## start
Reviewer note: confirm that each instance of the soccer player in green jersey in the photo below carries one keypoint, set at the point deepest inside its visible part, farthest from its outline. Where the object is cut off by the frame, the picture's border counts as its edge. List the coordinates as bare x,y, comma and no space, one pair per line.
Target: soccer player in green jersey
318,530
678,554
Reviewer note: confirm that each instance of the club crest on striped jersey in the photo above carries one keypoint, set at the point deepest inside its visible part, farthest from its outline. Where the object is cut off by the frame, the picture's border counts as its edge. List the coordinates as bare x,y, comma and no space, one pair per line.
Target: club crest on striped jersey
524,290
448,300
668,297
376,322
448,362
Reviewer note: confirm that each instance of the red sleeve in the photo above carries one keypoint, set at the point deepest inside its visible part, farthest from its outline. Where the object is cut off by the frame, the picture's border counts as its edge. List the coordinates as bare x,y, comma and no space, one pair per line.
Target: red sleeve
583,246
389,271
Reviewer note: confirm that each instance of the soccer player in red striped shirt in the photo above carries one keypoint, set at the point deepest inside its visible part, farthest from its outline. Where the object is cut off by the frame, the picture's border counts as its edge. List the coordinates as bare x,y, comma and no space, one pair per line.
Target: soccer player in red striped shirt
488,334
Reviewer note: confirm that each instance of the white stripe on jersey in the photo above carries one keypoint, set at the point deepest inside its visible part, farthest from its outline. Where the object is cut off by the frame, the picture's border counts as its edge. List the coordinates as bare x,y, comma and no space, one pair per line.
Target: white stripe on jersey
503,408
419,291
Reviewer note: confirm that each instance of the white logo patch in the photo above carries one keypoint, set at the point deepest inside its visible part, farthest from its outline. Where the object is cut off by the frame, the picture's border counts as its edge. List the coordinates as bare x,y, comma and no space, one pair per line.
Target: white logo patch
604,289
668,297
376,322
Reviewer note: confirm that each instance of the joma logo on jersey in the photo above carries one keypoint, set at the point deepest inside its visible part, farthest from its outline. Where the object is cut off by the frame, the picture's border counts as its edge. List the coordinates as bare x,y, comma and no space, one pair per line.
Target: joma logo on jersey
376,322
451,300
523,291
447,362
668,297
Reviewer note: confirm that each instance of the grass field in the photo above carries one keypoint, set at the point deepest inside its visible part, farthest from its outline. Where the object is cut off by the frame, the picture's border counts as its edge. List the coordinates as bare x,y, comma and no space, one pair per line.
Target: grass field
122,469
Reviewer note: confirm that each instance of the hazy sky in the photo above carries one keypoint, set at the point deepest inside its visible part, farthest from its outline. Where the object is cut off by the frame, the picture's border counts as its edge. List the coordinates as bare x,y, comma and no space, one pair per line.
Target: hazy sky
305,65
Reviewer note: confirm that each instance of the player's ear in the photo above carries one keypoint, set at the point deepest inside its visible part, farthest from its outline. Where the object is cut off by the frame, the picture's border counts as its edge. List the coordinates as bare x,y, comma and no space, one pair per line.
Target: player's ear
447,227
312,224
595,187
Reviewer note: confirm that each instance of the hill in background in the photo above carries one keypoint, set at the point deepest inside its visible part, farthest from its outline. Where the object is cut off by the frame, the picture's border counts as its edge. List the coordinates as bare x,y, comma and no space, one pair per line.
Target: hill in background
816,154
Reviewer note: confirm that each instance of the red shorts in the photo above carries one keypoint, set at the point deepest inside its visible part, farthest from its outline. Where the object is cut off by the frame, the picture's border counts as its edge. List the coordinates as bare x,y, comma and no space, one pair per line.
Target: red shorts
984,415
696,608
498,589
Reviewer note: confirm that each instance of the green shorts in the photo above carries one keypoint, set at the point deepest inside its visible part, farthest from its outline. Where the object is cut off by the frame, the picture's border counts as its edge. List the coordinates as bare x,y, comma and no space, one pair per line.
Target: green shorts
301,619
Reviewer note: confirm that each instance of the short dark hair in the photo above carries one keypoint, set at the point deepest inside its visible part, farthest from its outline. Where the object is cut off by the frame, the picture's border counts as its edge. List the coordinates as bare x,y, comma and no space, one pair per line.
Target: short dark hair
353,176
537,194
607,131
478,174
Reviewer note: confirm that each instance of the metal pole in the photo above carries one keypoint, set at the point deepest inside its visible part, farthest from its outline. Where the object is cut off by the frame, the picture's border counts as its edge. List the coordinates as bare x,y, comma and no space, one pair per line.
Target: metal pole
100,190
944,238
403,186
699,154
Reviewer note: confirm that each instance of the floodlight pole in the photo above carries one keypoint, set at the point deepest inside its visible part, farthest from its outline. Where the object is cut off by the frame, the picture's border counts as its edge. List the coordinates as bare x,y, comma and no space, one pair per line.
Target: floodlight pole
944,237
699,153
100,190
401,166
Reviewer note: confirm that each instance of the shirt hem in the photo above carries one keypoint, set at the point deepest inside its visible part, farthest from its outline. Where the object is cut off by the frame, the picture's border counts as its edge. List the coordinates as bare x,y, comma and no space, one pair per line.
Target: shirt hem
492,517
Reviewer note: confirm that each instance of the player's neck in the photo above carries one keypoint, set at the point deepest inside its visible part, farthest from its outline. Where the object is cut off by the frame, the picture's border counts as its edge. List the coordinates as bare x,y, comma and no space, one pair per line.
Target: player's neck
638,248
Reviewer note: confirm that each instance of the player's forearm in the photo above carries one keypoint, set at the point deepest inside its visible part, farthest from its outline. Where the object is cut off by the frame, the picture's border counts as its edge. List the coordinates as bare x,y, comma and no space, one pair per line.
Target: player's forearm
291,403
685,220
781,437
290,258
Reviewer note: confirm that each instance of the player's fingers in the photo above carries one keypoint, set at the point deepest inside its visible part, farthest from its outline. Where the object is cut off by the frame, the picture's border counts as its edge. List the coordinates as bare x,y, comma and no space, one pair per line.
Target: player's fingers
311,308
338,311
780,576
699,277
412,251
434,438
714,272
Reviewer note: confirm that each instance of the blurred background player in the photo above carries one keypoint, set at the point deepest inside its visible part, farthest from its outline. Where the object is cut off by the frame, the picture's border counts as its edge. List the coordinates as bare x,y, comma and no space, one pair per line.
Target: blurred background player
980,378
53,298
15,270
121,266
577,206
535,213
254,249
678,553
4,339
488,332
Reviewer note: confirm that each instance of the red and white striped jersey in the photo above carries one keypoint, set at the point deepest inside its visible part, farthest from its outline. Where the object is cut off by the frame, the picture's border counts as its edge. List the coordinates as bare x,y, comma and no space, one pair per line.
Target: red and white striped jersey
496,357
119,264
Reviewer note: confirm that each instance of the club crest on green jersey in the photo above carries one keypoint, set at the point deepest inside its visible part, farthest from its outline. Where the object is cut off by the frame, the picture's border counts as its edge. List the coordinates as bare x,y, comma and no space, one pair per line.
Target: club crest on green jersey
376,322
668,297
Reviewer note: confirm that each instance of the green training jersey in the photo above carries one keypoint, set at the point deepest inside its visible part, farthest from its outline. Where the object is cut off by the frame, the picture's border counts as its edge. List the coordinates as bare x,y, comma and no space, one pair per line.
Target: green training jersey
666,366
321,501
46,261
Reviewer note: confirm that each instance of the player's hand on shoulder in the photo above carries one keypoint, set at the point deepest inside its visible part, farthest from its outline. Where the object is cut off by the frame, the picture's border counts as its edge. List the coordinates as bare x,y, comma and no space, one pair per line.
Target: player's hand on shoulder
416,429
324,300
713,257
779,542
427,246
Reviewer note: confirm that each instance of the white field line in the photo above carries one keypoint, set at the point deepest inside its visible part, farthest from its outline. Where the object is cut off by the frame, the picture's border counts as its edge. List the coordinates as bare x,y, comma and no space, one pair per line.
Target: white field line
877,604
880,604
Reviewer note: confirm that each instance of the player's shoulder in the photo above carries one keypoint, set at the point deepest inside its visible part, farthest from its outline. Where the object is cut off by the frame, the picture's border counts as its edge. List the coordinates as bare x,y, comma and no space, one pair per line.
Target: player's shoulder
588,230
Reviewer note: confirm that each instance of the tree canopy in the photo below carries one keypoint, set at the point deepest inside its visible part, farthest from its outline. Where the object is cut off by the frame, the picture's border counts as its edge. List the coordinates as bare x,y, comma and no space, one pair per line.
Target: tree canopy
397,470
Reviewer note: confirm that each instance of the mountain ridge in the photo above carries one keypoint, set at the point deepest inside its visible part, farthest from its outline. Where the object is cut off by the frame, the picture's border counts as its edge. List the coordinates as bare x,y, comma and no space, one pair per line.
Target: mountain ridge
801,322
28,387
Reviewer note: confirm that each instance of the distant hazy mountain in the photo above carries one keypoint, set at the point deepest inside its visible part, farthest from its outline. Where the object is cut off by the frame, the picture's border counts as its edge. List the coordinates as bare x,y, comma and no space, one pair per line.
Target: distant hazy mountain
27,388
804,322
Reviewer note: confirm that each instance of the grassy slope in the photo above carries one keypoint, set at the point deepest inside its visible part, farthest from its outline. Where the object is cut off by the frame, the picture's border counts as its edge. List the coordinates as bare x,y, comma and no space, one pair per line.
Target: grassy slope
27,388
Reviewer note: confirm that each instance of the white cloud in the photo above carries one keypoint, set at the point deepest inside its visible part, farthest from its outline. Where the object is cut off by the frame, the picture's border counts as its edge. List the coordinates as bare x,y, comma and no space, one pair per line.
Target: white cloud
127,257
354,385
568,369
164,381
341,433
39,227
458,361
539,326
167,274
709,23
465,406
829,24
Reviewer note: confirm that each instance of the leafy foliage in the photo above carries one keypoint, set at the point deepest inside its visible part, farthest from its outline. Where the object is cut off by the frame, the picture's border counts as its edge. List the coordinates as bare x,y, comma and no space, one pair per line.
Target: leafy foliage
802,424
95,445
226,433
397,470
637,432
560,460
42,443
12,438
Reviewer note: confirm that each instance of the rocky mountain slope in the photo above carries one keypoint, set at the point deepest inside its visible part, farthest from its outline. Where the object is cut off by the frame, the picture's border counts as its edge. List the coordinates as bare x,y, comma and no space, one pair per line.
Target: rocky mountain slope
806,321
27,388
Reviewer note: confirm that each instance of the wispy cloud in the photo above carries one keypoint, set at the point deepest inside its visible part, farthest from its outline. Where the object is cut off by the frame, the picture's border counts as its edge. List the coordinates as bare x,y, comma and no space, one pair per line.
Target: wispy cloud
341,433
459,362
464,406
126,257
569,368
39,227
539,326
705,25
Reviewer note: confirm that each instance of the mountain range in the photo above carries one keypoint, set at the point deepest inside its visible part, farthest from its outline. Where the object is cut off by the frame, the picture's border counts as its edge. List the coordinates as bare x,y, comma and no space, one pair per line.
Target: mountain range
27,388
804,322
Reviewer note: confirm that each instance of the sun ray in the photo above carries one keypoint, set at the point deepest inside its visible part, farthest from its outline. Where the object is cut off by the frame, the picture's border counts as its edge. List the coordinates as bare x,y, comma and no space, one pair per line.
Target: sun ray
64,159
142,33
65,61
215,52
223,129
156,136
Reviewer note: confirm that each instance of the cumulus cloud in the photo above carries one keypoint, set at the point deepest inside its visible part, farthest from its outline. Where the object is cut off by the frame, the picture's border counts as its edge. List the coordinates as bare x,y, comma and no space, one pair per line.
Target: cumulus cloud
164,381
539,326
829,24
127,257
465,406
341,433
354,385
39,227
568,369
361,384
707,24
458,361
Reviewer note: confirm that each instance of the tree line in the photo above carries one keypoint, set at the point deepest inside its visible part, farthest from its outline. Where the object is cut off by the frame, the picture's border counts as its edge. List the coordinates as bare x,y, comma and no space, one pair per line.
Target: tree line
## end
◆ Written problem ◆
Write out only the final block of lines, starting at the line with "Reviewer note: confirm that each instance of the cumulus" and running to the end of the material.

◆ Response for this exercise ◆
Reviewer note: confirm that each instance of the cumulus cloud in the photo above carries one keypoint, set at the point deepest inside its visible part, farthest from its outline. Where the object is cut off by the frame, the picture's border counts as its edge. List the coordinates as bare x,y, comma and no space, one pair per line.
Target: cumulus cloud
164,381
539,326
829,24
127,257
465,406
341,433
354,385
39,227
568,369
361,384
707,24
458,361
Reviewer note: confirm that each instance of the tree line in the photo above carries one keypoint, set at the point deepest inside its visible part, farthest from its outline. Where the object is cut off by the frame, the picture's border counts as its edge. List the coordinates as bare x,y, comma and no space, one pair per line.
Target: tree line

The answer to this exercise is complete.